### REQUIRED WORK
1 - Rewrite the passage on the Republican candidates and immigration from "The success of" up to and including "sounded like Tancredo.", using "forum" in place of "debate".
2 - Extend the passage on the Republican candidates and immigration, picking up right after its final sentence.

### TEXT PASSAGE
+-------+

The success of Tancredo’s efforts to project his nativist politics onto the national stage were apparent during CNN’s November 26 Republican Youtube debate. In a heated exchange that highlighted press coverage of the debate, presidential frontrunners Rudy Giuliani and Mitt Romney competed with one another over who could appear the most draconian towards “illegals.” When Romney accused Giuliani of running a “sanctuary city” for undocumented immigrants while serving as mayor of New York, Giuliani shot back that Romney had run a “sanctuary mansion” when he was governor of Massachusetts. Giuliani pointed to a lengthy Boston Globe report revealing that Romney paid a gardening service that employed illegal workers to tend the lawns of his mansion. Suddenly, the candidates with the most tolerant records on immigration issues sounded like Tancredo.

+-------+

### DATASET EXTRACT

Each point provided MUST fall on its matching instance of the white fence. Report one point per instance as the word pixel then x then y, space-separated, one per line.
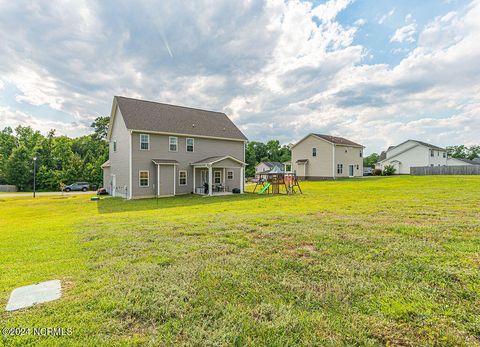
pixel 8 188
pixel 445 170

+-------+

### RESPONSES BY TASK
1 -
The success of Tancredo’s efforts to project his nativist politics onto the national stage were apparent during CNN’s November 26 Republican Youtube forum. In a heated exchange that highlighted press coverage of the forum, presidential frontrunners Rudy Giuliani and Mitt Romney competed with one another over who could appear the most draconian towards “illegals.” When Romney accused Giuliani of running a “sanctuary city” for undocumented immigrants while serving as mayor of New York, Giuliani shot back that Romney had run a “sanctuary mansion” when he was governor of Massachusetts. Giuliani pointed to a lengthy Boston Globe report revealing that Romney paid a gardening service that employed illegal workers to tend the lawns of his mansion. Suddenly, the candidates with the most tolerant records on immigration issues sounded like Tancredo.

2 -
While the two rivals clashed, Tancredo stood at the far end of the stage smiling contentedly. The cause he championed for years with a band of ornery border vigilantes, white supremacists, and assorted dregs by his side had become a central theme in the race for the White House. Of all the major GOP candidates, only Sen. John McCain has countered Tancredo with big tent appeals to socially conservative Latinos. The other candidates have reliably parroted his talking points, parrying accusations of ideological impurity by accusing one another of being soft on illegal immigration. “All I've heard is people trying to out-Tancredo Tancredo,” Tancredo observed during the debate. “It is great.”
But there is one way the Republican candidates can never out-Tancredo Tancredo. The congressman lives in a “sanctuary mansion” built by the kind of people he has made a career out of demonizing. Tom Tancredo may have no hope of winning the Republican nomination, but in the cause of hypocrisy, he is the frontrunner.